Exercise details => Note how many lines in the entries contain the string "plant", then give that number and nothing else.

Material for this task =>
--- START ---

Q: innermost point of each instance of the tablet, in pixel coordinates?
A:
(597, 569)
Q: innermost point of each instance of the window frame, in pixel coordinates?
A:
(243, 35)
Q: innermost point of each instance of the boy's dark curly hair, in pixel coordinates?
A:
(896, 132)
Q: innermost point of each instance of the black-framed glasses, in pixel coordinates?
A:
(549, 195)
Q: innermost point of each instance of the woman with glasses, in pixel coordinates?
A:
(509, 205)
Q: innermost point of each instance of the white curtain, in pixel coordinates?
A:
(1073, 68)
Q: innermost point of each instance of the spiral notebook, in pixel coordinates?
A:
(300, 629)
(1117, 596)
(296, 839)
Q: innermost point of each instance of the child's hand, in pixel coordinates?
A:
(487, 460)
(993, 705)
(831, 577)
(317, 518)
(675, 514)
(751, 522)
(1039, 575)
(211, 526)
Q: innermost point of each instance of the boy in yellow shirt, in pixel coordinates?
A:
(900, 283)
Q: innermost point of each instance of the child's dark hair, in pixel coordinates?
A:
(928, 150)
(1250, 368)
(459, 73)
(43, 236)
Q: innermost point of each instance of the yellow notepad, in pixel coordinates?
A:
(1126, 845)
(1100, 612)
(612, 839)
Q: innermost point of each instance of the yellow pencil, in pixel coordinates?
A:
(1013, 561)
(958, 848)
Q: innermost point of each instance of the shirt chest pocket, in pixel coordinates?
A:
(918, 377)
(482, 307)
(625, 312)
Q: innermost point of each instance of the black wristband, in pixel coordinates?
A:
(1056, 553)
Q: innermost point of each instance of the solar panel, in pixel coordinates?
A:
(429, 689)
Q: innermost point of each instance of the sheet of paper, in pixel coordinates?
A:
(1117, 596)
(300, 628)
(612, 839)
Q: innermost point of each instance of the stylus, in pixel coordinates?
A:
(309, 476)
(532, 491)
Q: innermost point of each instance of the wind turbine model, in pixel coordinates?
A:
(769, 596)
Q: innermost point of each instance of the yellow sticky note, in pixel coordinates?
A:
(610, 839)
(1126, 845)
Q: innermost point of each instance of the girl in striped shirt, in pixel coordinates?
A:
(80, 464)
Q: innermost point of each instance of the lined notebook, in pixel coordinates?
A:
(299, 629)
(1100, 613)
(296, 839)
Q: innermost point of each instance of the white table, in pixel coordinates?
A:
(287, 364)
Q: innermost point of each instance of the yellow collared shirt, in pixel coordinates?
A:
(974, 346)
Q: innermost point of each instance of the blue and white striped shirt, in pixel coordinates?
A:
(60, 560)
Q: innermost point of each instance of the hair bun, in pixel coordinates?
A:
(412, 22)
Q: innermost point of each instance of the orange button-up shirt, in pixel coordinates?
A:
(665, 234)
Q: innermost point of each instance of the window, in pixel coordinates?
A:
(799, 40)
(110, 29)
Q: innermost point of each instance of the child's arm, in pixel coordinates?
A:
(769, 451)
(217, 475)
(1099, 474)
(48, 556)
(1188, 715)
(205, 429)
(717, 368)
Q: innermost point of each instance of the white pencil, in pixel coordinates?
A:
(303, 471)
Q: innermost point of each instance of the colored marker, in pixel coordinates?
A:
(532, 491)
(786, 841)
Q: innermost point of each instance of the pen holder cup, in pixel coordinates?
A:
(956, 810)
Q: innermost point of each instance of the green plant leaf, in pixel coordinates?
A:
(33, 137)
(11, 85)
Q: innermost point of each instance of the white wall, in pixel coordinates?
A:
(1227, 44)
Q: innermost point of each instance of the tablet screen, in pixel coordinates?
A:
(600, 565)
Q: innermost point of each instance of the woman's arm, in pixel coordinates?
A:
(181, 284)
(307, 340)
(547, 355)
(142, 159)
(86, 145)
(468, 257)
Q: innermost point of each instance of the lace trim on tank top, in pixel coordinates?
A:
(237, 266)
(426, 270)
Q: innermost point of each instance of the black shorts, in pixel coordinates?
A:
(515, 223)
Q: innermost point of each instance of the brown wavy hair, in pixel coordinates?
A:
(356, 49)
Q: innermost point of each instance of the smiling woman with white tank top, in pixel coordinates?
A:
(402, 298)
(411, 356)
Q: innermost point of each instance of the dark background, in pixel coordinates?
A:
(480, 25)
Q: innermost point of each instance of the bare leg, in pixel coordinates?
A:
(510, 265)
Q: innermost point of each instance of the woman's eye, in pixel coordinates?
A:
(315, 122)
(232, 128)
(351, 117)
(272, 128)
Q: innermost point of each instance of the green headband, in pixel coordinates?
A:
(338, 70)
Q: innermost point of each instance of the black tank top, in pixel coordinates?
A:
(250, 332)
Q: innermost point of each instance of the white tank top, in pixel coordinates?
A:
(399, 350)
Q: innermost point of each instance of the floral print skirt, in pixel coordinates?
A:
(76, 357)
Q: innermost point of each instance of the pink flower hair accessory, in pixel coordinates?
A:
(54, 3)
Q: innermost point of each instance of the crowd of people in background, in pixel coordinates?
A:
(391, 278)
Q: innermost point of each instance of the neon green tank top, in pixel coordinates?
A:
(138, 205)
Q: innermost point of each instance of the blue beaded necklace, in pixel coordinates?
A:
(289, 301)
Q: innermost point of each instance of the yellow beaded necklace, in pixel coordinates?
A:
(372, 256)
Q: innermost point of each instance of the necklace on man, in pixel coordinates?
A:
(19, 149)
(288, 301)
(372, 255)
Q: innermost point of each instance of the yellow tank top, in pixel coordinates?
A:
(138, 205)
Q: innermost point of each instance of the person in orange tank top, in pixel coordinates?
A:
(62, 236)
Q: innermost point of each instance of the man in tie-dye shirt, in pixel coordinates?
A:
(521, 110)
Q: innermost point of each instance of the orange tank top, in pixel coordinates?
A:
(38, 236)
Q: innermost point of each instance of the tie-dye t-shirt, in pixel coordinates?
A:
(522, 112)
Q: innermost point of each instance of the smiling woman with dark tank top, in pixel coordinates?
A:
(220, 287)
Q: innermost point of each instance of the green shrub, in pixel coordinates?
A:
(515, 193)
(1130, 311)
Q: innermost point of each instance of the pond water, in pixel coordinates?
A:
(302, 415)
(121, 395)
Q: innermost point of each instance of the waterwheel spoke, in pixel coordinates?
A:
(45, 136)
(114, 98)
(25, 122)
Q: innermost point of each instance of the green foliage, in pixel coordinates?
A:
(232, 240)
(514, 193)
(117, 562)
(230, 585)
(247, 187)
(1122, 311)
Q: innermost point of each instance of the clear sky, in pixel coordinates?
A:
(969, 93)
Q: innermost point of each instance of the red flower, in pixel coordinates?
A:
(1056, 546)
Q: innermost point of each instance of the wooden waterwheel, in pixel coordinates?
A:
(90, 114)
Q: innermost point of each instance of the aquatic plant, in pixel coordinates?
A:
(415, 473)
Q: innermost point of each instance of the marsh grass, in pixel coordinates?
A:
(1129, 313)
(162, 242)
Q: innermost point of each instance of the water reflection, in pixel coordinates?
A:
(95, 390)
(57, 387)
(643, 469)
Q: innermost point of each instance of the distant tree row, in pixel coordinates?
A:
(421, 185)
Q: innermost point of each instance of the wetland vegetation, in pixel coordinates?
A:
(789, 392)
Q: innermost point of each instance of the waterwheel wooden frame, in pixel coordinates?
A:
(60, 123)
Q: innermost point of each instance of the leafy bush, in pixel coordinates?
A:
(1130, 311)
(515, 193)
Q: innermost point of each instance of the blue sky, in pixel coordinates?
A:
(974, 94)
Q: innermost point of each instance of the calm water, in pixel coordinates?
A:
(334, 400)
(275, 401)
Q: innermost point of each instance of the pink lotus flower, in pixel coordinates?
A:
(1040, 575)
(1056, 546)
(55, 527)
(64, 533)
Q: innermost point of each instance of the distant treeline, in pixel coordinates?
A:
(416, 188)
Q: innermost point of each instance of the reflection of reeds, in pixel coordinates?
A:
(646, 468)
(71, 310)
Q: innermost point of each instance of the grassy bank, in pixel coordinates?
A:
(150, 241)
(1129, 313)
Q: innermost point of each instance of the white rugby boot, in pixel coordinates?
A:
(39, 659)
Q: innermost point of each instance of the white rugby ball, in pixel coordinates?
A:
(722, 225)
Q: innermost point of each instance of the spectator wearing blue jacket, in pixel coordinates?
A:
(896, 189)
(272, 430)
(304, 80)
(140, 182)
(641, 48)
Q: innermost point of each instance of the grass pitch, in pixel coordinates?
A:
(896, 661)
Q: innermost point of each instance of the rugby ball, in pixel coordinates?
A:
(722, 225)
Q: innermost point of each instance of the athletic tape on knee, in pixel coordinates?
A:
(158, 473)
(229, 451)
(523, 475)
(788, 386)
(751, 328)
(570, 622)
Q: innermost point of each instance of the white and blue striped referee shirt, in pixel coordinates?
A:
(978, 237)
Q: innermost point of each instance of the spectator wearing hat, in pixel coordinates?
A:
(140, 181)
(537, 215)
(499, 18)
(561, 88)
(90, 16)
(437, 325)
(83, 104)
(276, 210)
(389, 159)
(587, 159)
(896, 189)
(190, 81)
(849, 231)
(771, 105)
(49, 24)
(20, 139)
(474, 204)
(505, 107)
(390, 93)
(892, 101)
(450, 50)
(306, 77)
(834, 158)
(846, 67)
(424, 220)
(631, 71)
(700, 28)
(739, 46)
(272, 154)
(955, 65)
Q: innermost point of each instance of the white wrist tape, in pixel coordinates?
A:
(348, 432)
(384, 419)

--- END ---

Finished exercise => 2